» SHORT EXERCISE
Rename every "shrub" to "bush" in the records below, then write out all their lines again with nothing else changed. Leave the pictures out.

--- PROVIDED MATERIAL ---

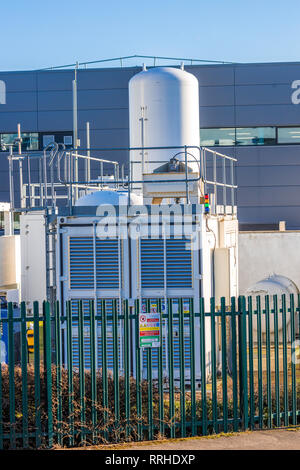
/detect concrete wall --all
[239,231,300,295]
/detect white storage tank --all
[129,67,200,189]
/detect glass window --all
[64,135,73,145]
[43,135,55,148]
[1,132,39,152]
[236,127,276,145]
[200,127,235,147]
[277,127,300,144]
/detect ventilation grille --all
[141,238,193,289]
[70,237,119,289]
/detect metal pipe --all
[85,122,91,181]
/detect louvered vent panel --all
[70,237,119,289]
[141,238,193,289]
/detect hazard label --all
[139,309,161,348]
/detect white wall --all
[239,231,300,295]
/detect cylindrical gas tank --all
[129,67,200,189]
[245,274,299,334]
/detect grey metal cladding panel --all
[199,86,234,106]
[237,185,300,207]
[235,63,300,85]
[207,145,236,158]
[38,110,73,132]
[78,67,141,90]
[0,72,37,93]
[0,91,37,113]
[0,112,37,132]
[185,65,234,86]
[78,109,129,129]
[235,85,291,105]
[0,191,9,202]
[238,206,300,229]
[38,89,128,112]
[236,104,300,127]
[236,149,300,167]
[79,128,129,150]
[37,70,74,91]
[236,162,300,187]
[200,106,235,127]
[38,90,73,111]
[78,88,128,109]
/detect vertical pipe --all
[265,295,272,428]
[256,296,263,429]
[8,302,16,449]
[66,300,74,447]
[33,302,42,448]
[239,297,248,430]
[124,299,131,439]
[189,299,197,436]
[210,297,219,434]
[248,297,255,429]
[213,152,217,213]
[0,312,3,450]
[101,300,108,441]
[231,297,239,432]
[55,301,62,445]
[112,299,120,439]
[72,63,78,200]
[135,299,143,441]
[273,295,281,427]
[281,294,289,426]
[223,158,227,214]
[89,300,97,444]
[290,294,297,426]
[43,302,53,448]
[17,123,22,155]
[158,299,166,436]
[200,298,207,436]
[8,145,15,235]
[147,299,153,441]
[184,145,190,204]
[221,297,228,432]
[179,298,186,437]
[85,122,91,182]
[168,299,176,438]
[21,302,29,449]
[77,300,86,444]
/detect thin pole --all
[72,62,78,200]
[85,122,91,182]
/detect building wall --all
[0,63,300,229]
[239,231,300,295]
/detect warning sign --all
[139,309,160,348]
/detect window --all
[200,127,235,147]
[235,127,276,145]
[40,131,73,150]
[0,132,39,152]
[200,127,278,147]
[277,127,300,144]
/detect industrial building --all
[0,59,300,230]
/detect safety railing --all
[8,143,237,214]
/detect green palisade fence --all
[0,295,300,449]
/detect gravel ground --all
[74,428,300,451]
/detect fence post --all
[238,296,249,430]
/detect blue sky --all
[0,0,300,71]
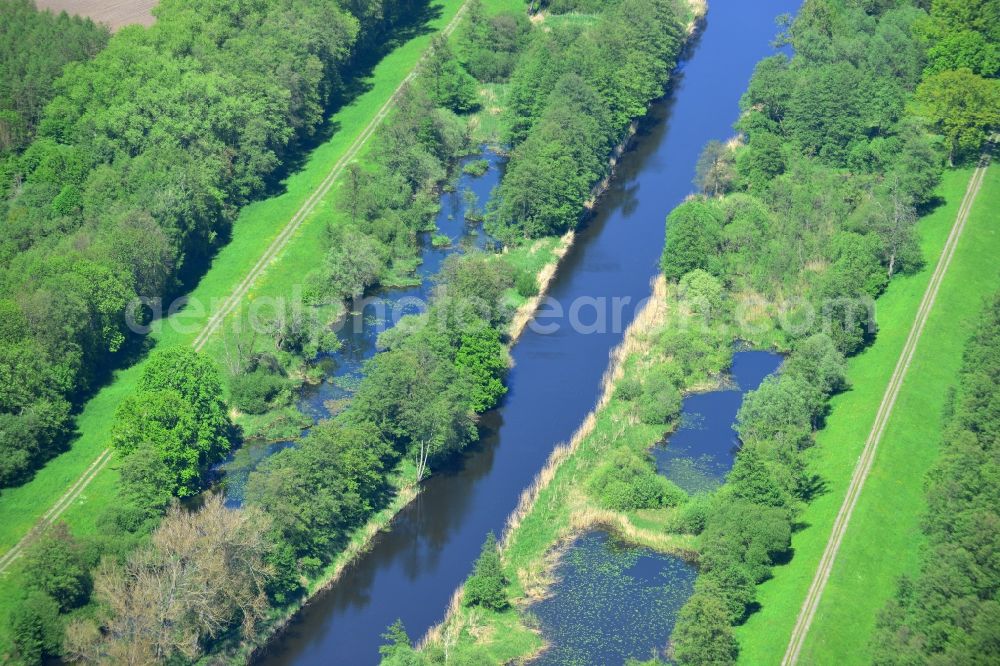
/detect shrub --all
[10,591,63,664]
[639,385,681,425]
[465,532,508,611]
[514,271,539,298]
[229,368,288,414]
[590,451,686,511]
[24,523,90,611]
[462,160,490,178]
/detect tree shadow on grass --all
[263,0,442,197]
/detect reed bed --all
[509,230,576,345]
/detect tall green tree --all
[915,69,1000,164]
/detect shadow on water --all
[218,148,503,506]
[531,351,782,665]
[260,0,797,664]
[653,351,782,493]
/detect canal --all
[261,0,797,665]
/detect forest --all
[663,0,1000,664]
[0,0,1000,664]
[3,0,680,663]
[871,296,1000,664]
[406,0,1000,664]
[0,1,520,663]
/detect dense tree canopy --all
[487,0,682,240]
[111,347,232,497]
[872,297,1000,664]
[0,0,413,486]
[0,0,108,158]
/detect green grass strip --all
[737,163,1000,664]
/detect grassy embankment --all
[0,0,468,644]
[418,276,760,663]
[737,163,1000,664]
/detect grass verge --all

---

» IN RESPONSE
/detect concrete wall --all
[239,231,300,295]
/detect white storage tank --all
[129,67,200,189]
/detect glass window --all
[64,135,73,145]
[43,135,55,148]
[1,132,39,152]
[236,127,276,145]
[200,127,235,147]
[277,127,300,144]
/detect ventilation grille --all
[141,238,193,289]
[70,237,119,289]
/detect metal pipe --all
[85,122,91,181]
/detect louvered vent panel --all
[70,237,119,289]
[141,238,193,289]
/detect hazard label --all
[139,309,161,348]
/detect white wall --all
[239,231,300,295]
/detect cylindrical gas tank --all
[129,67,200,189]
[245,274,299,334]
/detect grey metal cladding panel --all
[199,86,234,106]
[237,185,300,207]
[235,63,300,85]
[207,145,236,158]
[38,110,73,132]
[78,67,141,90]
[0,72,37,93]
[0,91,37,113]
[0,112,37,132]
[185,65,234,86]
[78,109,129,129]
[235,85,291,105]
[0,191,9,202]
[238,206,300,229]
[38,89,128,112]
[236,104,300,127]
[236,149,300,167]
[79,128,129,150]
[37,70,74,91]
[236,162,300,187]
[200,106,235,127]
[38,90,73,111]
[78,88,128,109]
/detect vertical pipe --all
[265,295,272,428]
[256,296,263,429]
[8,302,16,449]
[66,300,74,447]
[33,302,42,448]
[239,297,248,430]
[124,299,131,439]
[189,299,197,436]
[210,297,219,434]
[248,297,255,429]
[213,152,217,213]
[0,312,3,450]
[101,300,108,441]
[231,297,239,432]
[55,301,62,445]
[112,299,120,439]
[72,63,78,200]
[135,299,143,441]
[273,295,281,427]
[281,294,289,426]
[223,158,227,214]
[89,300,97,444]
[290,294,297,426]
[43,302,53,448]
[17,123,22,155]
[158,299,166,436]
[200,298,207,436]
[8,145,15,235]
[147,299,153,441]
[184,145,190,204]
[221,297,228,432]
[179,298,186,437]
[85,122,91,182]
[168,299,176,438]
[21,302,29,449]
[77,300,86,444]
/detect thin pole --all
[72,62,78,200]
[85,122,91,182]
/detect building wall --all
[0,63,300,229]
[239,231,300,295]
/detect warning sign --all
[139,309,160,348]
/detect window --all
[200,127,235,147]
[235,127,276,145]
[40,131,73,150]
[0,132,39,152]
[200,127,278,147]
[277,127,300,144]
/detect industrial building --all
[0,59,300,230]
/detect safety railing --all
[8,143,237,214]
/detect green palisade fence --all
[0,295,300,449]
/detect gravel ground --all
[74,428,300,451]
/detect fence post --all
[238,296,249,430]
/detect blue sky --all
[0,0,300,71]
/detect bush --all
[10,591,63,664]
[639,385,681,425]
[465,532,508,611]
[514,271,539,298]
[229,368,288,414]
[590,451,686,511]
[24,523,90,611]
[462,160,490,178]
/detect tree shadow on grass --all
[263,0,442,197]
/detect reed bed --all
[509,230,576,345]
/detect tall green tree --all
[915,69,1000,164]
/detect shadow on water --all
[218,148,503,506]
[531,351,782,665]
[260,0,797,664]
[653,351,782,493]
/detect canal --all
[261,0,797,665]
/detect forest --all
[663,0,1000,664]
[0,0,1000,664]
[3,0,680,663]
[871,296,1000,664]
[406,0,1000,664]
[0,1,520,663]
/detect dense tree canopy --all
[487,0,682,240]
[111,347,232,497]
[872,297,1000,664]
[0,0,413,486]
[0,0,108,158]
/detect green grass strip --all
[737,163,1000,664]
/detect grassy embankment --all
[0,0,468,644]
[418,276,760,663]
[737,163,1000,664]
/detect grass verge --all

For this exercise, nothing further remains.